> _Set task_
Write the next part of the piece on SQL anomaly detection techniques below, starting right after its final sentence.

The dataset includes three distinct anomaly patterns: a sudden latency spike (api-gateway), an error rate surge (payment-service), and a gradual CPU ramp-up (auth-service). Each technique we build below catches different types of anomalies.

What Are the Core Anomaly Detection Techniques in SQL?

Real-time anomaly detection is the process of identifying data points that deviate significantly from expected patterns as they arrive in a data stream. You don't need machine learning for most infrastructure monitoring anomalies. Four SQL-based techniques cover the majority of real-world scenarios.

Technique 1: Threshold-based alerts

The simplest approach: flag any metric that crosses a predefined boundary. This works well for known limits (disk > 90%, error rate > 10%) where the acceptable range is clear.

CREATE MATERIALIZED VIEW threshold_alerts AS
SELECT
    service_name,
    host_id,
    metric_type,
    metric_value,
    recorded_at,
    CASE
        WHEN metric_type = 'latency_ms' AND metric_value > 200 THEN 'HIGH_LATENCY'
        WHEN metric_type = 'error_rate' AND metric_value > 0.10 THEN 'HIGH_ERROR_RATE'
        WHEN metric_type = 'cpu_percent' AND metric_value > 80 THEN 'HIGH_CPU'
        ELSE 'NORMAL'
    END AS alert_level
FROM service_metrics
WHERE
    (metric_type = 'latency_ms' AND metric_value > 200)
    OR (metric_type = 'error_rate' AND metric_value > 0.10)
    OR (metric_type = 'cpu_percent' AND metric_value > 80);

Because this is a materialized view in RisingWave, it updates incrementally. When a new row with latency_ms = 320.5 arrives, RisingWave evaluates the CASE expression and adds it to the result set without re-scanning the entire table.

> _Extracted entries_
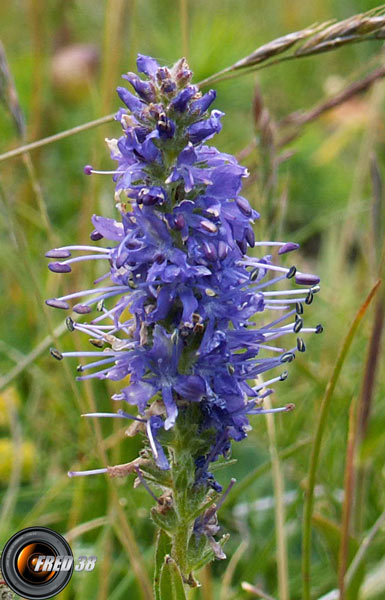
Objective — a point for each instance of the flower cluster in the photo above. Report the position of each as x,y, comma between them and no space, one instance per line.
186,314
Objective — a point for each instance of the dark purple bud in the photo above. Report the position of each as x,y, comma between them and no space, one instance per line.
287,357
223,249
200,106
147,65
159,258
298,325
168,87
95,236
250,237
59,268
209,226
291,272
243,206
163,73
179,222
82,309
309,298
242,246
205,129
165,127
181,101
145,89
58,253
56,354
289,247
70,324
132,102
57,303
210,251
306,279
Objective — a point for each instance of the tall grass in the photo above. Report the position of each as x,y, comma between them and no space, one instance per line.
312,137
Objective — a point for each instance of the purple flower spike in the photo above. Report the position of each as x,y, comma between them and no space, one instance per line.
59,268
182,314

> _Response for this exercise_
Query the alerts:

SELECT service_name, metric_type, metric_value, alert_level, recorded_at
FROM threshold_alerts
ORDER BY recorded_at;

Output (verified on RisingWave 2.8.0):

  service_name   | metric_type | metric_value |   alert_level   |        recorded_at
-----------------+-------------+--------------+-----------------+---------------------------
 payment-service | error_rate  |         0.35 | HIGH_ERROR_RATE | 2025-03-15 10:08:00+00:00
 payment-service | error_rate  |         0.42 | HIGH_ERROR_RATE | 2025-03-15 10:09:00+00:00
 payment-service | error_rate  |         0.38 | HIGH_ERROR_RATE | 2025-03-15 10:10:00+00:00
 auth-service    | cpu_percent |           82 | HIGH_CPU        | 2025-03-15 10:10:00+00:00
 api-gateway     | latency_ms  |        320.5 | HIGH_LATENCY    | 2025-03-15 10:10:00+00:00
 api-gateway     | latency_ms  |          285 | HIGH_LATENCY    | 2025-03-15 10:11:00+00:00
 auth-service    | cpu_percent |           91 | HIGH_CPU        | 2025-03-15 10:11:00+00:00
 auth-service    | cpu_percent |           95 | HIGH_CPU        | 2025-03-15 10:12:00+00:00

Threshold alerts catch the obvious cases, but they miss the initial CPU climb from 37% to 55% to 68%, because those values are below the 80% boundary. That is where statistical methods come in.

Technique 2: Z-score anomaly detection

A z-score measures how many standard deviations a value sits from the mean. A z-score above 3 (or below -3) indicates that the data point is statistically unusual relative to recent history. This technique adapts to the data: a service with typically high latency has a different baseline than one with low latency.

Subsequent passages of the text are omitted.